*WHAT YOU HAVE TO DO*
An exact retyping of every record is required.

*TASK DATA*
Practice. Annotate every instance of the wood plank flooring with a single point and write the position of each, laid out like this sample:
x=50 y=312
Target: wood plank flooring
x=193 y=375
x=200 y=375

*SOLUTION FOR THIS EXERCISE*
Practice. Annotate every instance of the wood plank flooring with a single point and write the position of each, laid out like this sample:
x=50 y=312
Target: wood plank flooring
x=193 y=375
x=200 y=375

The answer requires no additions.